# Zu lösende Aufgaben
1 > Beantworte anhand des Threads zum Schnuraufwickler diese Fragen:
(a) Womit wird Thomas' elektrische Spulstation betrieben?
(b) Was steckt muddyliz in den Rasen, um die Schnurspule daraufzusetzen?
(c) Worin ist bei hsobolewski die Bohrmaschine eingesteckt?
2 > Führe den Thread zum Schnuraufwickler im Anschluss an den letzten Satz weiter.

# Zitierter Auszug
○ ○ ○ ○ ○
# Schnur Aufwickler !!!! Selber bauen



## Lonny (24. März 2005)

Hallo alle mit einander J und zwar wollte ich auch mal fragen ob mir einer von euch einen Tipp oder gar eine Bauanleitung für einen Schnur Aufwickler ( Elektrisch ) geben kann ?

Es sollte einer für Stationär und Multirollen sein ! Ich habe schon Überall geschaut aber nichts entdeckt und kaufen möchte ich so etwas nicht unbedingt da diese Dinger ja teuer sind J und wenn mann etwas selber Bauen kann warum soll man es den nicht tunen J 



Danke schon mal an alle die sich Gedanken machen !



Grüß: Daniel #h


----------



## muddyliz (24. März 2005)

*AW: Schnur Aufwickler !!!! Selber bauen*

Elektrisch? 20er Sparrennagel in den Rasen gesteckt, Schnurspule draufgesteckt und auf die Rolle gespult. Natürlich immer schön die Schur zwischen Zeige- und Mittelfinger durchlaufen lassen wegen der Spannung.


----------



## Tom B (24. März 2005)

*AW: Schnur Aufwickler !!!! Selber bauen*



			
				Lonny schrieb:
			
		

> Hallo alle mit einander J und zwar wollte ich auch mal fragen ob mir einer von euch einen Tipp oder gar eine Bauanleitung für einen Schnur Aufwickler ( Elektrisch ) geben kann ?
> 
> Es sollte einer für Stationär und Multirollen sein ! Ich habe schon Überall geschaut aber nichts entdeckt und kaufen möchte ich so etwas nicht unbedingt da diese Dinger ja teuer sind J und wenn mann etwas selber Bauen kann warum soll man es den nicht tunen J
> 
> ...



Hi Daniel,
setz Samstag mal ein Bild von meiner Spulstation elektr.rein.
Betrieben wird sie mit einem Nähmaschinenmotor.

Bis denn
Thomas


----------



## hsobolewski (25. März 2005)

*AW: Schnur Aufwickler !!!! Selber bauen*

Das Problem wir es sein das man für eine Stationärrolle keine elekt. betriebene Aufspulvorrichtung bekommt. Man kann sich aber zu min. bei der Schnurspannung behelfen. Dies mach ich dadurch das ich die Schnurspule von der ich die Schnur abspule auf eine Gewindestange fest mache und diese in eine Bohrmaschine stecke. Die Bohrmaschine selber ist in einer Tischspannvorrichtung eingesteckt. Nun wenn man gegen den Wiederstand des Getriebes (Getriebe mit hoher Übersetzungen sind am besten) die Schnur abspult hat man einen sehr deutlichen Wiederstand den man nicht durch das durch die Fingerlaufen lassen herbringt. Oder nur Zeitweise. Hiermit bespule ich die Multirollen und hierbei passt die Bespulung optimal. Nicht wie vorher wenn man die Schnur mit den Händen gebremst hat.
○ ○ ○ ○ ○
[Umriss-Datensätze]

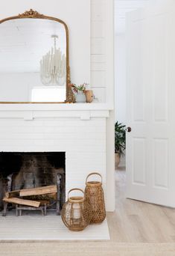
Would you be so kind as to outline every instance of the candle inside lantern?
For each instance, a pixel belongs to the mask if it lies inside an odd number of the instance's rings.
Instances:
[[[72,218],[74,219],[80,219],[81,212],[80,204],[73,204],[72,206]]]

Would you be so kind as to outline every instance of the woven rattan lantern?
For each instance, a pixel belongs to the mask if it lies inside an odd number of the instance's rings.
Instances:
[[[98,175],[101,181],[88,181],[92,175]],[[86,180],[85,200],[90,204],[92,213],[91,224],[100,224],[106,218],[104,190],[102,188],[102,177],[98,172],[89,174]]]
[[[83,231],[92,219],[91,207],[84,196],[69,197],[71,192],[77,190],[84,194],[82,189],[71,189],[68,193],[68,201],[63,205],[61,212],[63,222],[72,231]]]

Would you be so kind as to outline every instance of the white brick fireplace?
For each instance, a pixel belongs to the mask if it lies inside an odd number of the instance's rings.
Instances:
[[[80,105],[1,106],[0,151],[66,152],[66,195],[74,187],[84,189],[92,171],[102,174],[105,190],[109,111],[101,104],[84,110]]]

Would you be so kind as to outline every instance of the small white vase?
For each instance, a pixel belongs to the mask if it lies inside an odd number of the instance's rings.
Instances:
[[[85,103],[86,101],[86,95],[83,92],[78,92],[75,94],[75,100],[77,103]]]

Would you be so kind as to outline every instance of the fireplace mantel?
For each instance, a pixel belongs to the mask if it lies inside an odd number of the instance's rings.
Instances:
[[[86,104],[0,104],[0,118],[108,118],[112,108],[105,103]]]

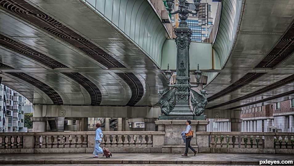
○ ○ ○ ○ ○
# Endergebnisse
1 >
(a) Mit einem Nähmaschinenmotor.
(b) Einen 20er Sparrennagel.
(c) In einer Tischspannvorrichtung.

2 >
----------



## Lonny (25. März 2005)

*AW: Schnur Aufwickler !!!! Selber bauen*

Danke euch erst mal !
Ja währe Net wenn du mal das Bild reinstellen würdest#6 







Daniel#h


----------



## Tom B (26. März 2005)

*AW: Schnur Aufwickler !!!! Selber bauen*

Hi Lonny,
wie versprochen die Bilder meiner selbstgebauten Schnurfüllstation,
Materialkosten bewegen sich bei 0-100€ ,je nachdem wie Du an das Material
rankommst, ALU ,Nähmaschinenmotor über Fußpedal zu bedienen,
4 Kugellager etc.
Als schnurzähler hab ich den von Balzer zwischen,gibt aber auch andere Möglichkeiten....
Die Kugellager sind fest auf den Stangen aufgeschrumpft,die Kegel werden 
nur aufgesteckt.
Multis kannste damit aber nicht bespulen,die bespult man aber auch besser mit Handkraft  :q 

Gruß Thomas
http://img393.*ih.us/img393/1554/sonydscw10120kh.jpg

http://img393.*ih.us/img393/3126/sonydscw10132fw.jpg

http://img393.*ih.us/img393/1828/sonydscw10142wp.jpg

http://img393.*ih.us/img393/6036/sonydscw10166ha.jpg

http://img393.*ih.us/img393/5931/sonydscw10170jg.jpg

http://img393.*ih.us/img393/1315/sonydscw10191fi.jpg


----------



## eiksor (26. März 2005)

*AW: Schnur Aufwickler !!!! Selber bauen*

nicht schlecht johann


----------



## Augustiner (27. März 2005)

*AW: Schnur Aufwickler !!!! Selber bauen*

respeckt, Johann :q  werd ich mir auch nachbauen wenn ich zusammenbekomme!


----------



## Meeres_Angler (27. März 2005)

*AW: Schnur Aufwickler !!!! Selber bauen*

Hallo da kann man nur sagen #r #r #r #r #r #r .

mal sehen ob ich mir auch sowas bauen kann,aber für mulitrollen hat noch keiner eine idee oder?
mfg
meeres_angler#:


----------



## Lonny (27. März 2005)

*AW: Schnur Aufwickler !!!! Selber bauen*

Hallo|wavey: 


Besten dank da werde ich mich mal an die Arbeit machen.

Muss nur noch meine freundin überreden das ich ihre Nähmaschine bekomm   mal sehen ob sie da mitspielt |supergri 



daniel


----------



## Tom B (27. März 2005)

*AW: Schnur Aufwickler !!!! Selber bauen*



			
				Lonny schrieb:
			
		

> Hallo|wavey:
> 
> 
> Besten dank da werde ich mich mal an die Arbeit machen.
> ...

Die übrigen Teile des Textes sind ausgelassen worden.